[EXERCISE TASKS]
[1] In the forum post about the new tank setup, which filter is the poster expecting to arrive by mail?
[2] From the forum post about the new tank setup, copy the passage starting with "SO... I have" and going on through "let me know)".
━━ PAGE
# NEW 100+ gallon tank setup



## m4d1 (Jan 23, 2010)

!I APOLOGIZE IN ADVANCE FOR NOOB-NESS AND THE LENGTH OF THIS MSG, YOU MAY CRITIQUE ALL YOU WANT CAUSE I NEED THE HELP!

I think the tank is over 100 gallons, like 112 or so. Anyway I currently have a tank, with water in it >.>; I haven't cycled it yet nor do I have it setup yet. I just have a HOB filter running and and air pump making bubbles, and a powerhead (pump?) going. I was just checking all the equipment to see if it worked and I left them on cause it sounds pretty. The filter is filtering bio stuff, just some foam inserts collecting all the cat hair floating around ( I don't have the hood on the aquarium yet ). 

SO... I have another Filter coming through the mail a Marineland Emperor 400, I think the other one is the same thing its just older and doesn't have the bio-wheels. All the equipment I currently have is previously owned btw. And i'll be getting all the other equipment I need within 7 business days. Now for the fish questions (if I missed anything let me know)
━━━━
━━ MATERIAL SUPPLIED
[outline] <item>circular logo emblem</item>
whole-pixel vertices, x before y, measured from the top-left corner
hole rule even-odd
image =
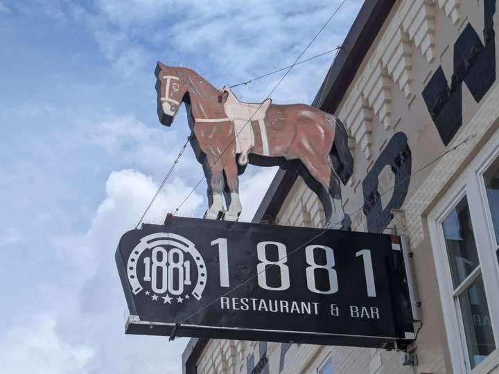
[[[134,248],[127,262],[134,294],[143,290],[152,301],[182,303],[201,299],[207,280],[204,260],[194,244],[180,235],[148,235]]]

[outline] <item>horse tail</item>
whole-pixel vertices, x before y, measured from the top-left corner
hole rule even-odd
[[[353,172],[353,158],[348,146],[348,134],[341,121],[329,114],[326,114],[326,117],[335,127],[334,142],[329,151],[333,168],[343,184],[347,184]]]

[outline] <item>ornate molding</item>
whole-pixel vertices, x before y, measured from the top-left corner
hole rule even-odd
[[[362,92],[385,130],[392,127],[392,79],[381,62],[376,65]]]
[[[406,1],[399,12],[403,17],[402,28],[409,38],[419,48],[431,63],[435,53],[435,15],[434,0]]]
[[[461,20],[459,13],[460,0],[433,0],[440,9],[445,12],[447,17],[450,17],[455,25]]]
[[[386,35],[385,42],[386,49],[381,62],[394,81],[399,83],[404,96],[409,98],[413,94],[411,89],[412,50],[410,39],[402,28],[399,27],[394,33]]]
[[[373,111],[362,96],[358,96],[345,116],[345,124],[349,131],[367,159],[372,157],[371,150],[372,118]]]

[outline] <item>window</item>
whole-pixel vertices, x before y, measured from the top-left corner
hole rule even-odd
[[[459,305],[471,368],[496,349],[468,201],[464,197],[442,223],[453,284]]]
[[[317,374],[333,374],[333,361],[329,358],[317,371]]]
[[[456,373],[499,358],[499,134],[491,143],[428,215]]]

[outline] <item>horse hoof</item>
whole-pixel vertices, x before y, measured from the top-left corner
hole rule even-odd
[[[345,214],[343,221],[342,221],[342,231],[351,231],[351,219],[348,214]]]
[[[221,212],[218,211],[210,211],[208,209],[206,212],[204,212],[204,215],[203,216],[203,219],[204,220],[218,220],[219,217],[221,216]]]
[[[250,160],[248,159],[247,154],[242,154],[239,156],[239,159],[238,160],[238,163],[241,166],[245,166],[247,165],[247,163]]]
[[[223,220],[224,221],[232,221],[232,222],[236,222],[239,220],[239,214],[234,214],[231,213],[229,212],[225,212],[225,214],[224,215]]]

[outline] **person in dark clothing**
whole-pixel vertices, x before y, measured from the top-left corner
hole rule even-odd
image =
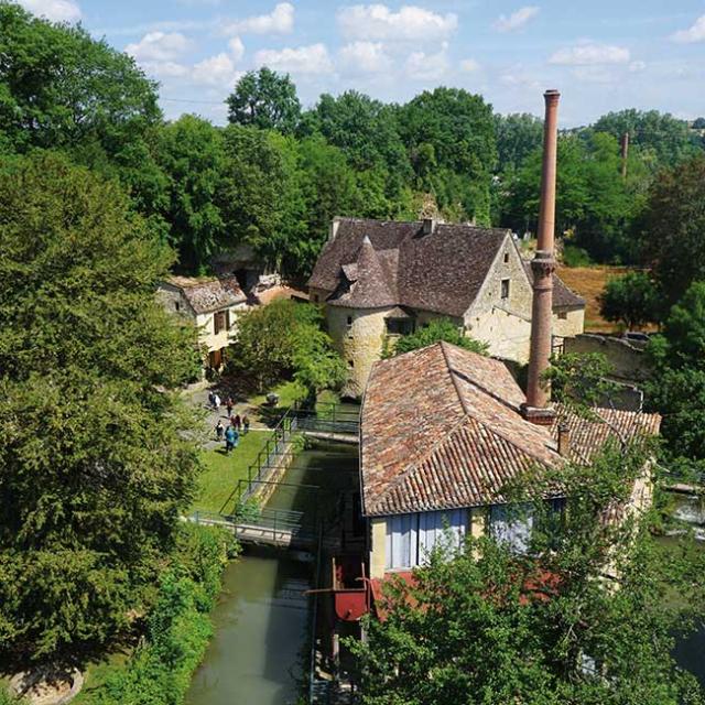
━━━━
[EXPECTED ANSWERS]
[1] A Marineland Emperor 400.

[2]
SO... I have another Filter coming through the mail a Marineland Emperor 400, I think the other one is the same thing its just older and doesn't have the bio-wheels. All the equipment I currently have is previously owned btw. And i'll be getting all the other equipment I need within 7 business days. Now for the fish questions (if I missed anything let me know)